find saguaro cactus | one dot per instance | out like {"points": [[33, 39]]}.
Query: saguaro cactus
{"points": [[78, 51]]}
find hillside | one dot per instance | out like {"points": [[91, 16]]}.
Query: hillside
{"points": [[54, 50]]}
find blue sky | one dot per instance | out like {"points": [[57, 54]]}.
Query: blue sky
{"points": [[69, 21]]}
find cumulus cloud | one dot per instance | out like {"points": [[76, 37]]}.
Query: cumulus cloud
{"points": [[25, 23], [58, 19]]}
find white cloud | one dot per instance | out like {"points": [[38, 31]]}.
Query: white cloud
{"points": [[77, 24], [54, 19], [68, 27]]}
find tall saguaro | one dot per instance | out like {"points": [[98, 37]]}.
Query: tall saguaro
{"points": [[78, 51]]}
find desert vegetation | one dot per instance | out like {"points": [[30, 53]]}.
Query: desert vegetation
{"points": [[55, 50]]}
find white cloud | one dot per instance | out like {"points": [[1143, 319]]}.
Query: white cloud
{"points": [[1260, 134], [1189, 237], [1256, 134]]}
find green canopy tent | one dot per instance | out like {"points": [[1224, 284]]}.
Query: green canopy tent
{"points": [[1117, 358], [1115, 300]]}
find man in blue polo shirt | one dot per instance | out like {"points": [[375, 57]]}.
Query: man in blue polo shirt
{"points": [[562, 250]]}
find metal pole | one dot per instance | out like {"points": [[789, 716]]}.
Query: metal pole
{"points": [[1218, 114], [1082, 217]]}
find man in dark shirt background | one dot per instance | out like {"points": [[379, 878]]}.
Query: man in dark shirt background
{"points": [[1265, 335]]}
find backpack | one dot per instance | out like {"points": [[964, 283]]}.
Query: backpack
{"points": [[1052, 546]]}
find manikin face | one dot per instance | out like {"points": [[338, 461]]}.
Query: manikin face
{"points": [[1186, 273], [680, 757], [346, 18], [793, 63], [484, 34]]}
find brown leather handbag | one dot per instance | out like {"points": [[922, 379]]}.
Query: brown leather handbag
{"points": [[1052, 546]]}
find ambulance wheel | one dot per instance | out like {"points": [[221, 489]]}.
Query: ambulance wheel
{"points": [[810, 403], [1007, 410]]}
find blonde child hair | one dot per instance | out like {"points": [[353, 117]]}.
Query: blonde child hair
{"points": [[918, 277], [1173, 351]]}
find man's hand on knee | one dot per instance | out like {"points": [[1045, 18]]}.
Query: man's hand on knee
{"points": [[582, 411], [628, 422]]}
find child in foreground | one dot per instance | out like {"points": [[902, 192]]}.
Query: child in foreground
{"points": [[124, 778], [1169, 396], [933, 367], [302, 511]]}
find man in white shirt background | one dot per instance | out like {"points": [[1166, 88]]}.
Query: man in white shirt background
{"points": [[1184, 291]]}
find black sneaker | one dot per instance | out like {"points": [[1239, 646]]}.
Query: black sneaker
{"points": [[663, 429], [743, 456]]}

----------

- Work order: Nothing in the entries may change. Retype them all.

- Solved problem:
find saguaro cactus | one dot per instance | out like {"points": [[33, 39]]}.
Query: saguaro cactus
{"points": [[78, 51]]}
find hillside | one dot per instance | out like {"points": [[91, 16]]}.
Query: hillside
{"points": [[54, 50]]}
find blue sky | one dot per instance | out like {"points": [[57, 54]]}.
Query: blue sky
{"points": [[69, 21]]}
find cumulus cloud | one dot per instance | out like {"points": [[76, 37]]}.
Query: cumulus cloud
{"points": [[25, 23], [58, 19]]}
find white cloud | one dot per instance | out like {"points": [[38, 31]]}.
Query: white cloud
{"points": [[77, 24], [54, 19], [68, 27]]}
find tall saguaro | one dot per instance | out like {"points": [[98, 37]]}.
Query: tall saguaro
{"points": [[78, 51]]}
find desert vegetation | one dot per instance | out like {"points": [[30, 53]]}.
Query: desert vegetation
{"points": [[55, 50]]}
find white cloud | one dot per instance | out like {"points": [[1143, 319]]}.
Query: white cloud
{"points": [[1260, 134], [1189, 237], [1256, 134]]}
find green canopy tent | one dot per instance | out like {"points": [[1224, 284]]}.
Query: green canopy tent
{"points": [[1117, 358], [1115, 300]]}
find man in blue polo shirt | one dot per instance | out like {"points": [[375, 57]]}.
Query: man in blue polo shirt
{"points": [[562, 250]]}
find metal pole | one dot per instance | out like {"points": [[789, 716]]}.
Query: metal pole
{"points": [[1218, 114], [1082, 217]]}
find man in dark shirt background | one dot per instance | out like {"points": [[379, 878]]}.
Query: man in dark shirt background
{"points": [[1265, 335]]}
find backpack | one dot per instance | out like {"points": [[964, 283]]}.
Query: backpack
{"points": [[1052, 546]]}
find manikin face | one dot per instance | out like {"points": [[338, 461]]}.
Query: manikin face
{"points": [[1186, 273], [680, 757], [346, 18], [793, 63], [484, 34]]}
find brown leather handbag | one dot per instance | out like {"points": [[922, 379]]}.
Query: brown leather handbag
{"points": [[1052, 546]]}
find ambulance wheel | one dot per instance | out like {"points": [[221, 489]]}.
Query: ambulance wheel
{"points": [[810, 403], [1007, 410]]}
find blonde child hair | one dot per instance | out like {"points": [[353, 117]]}.
Query: blonde child hair
{"points": [[918, 277], [1173, 351]]}
find man's hand on knee | one dot per instance | out like {"points": [[1045, 18]]}.
Query: man's hand on knee
{"points": [[582, 411], [628, 422]]}
find child in foreground | one dot per instance | out like {"points": [[902, 192]]}.
Query: child in foreground
{"points": [[124, 778], [1169, 396], [933, 367], [302, 511]]}
find man in white shirt background | one dot per instance | out like {"points": [[1166, 88]]}.
Query: man in white shirt background
{"points": [[1184, 291]]}
find black sneaker | one dot per instance | out like {"points": [[1239, 646]]}.
Query: black sneaker
{"points": [[663, 429], [743, 456]]}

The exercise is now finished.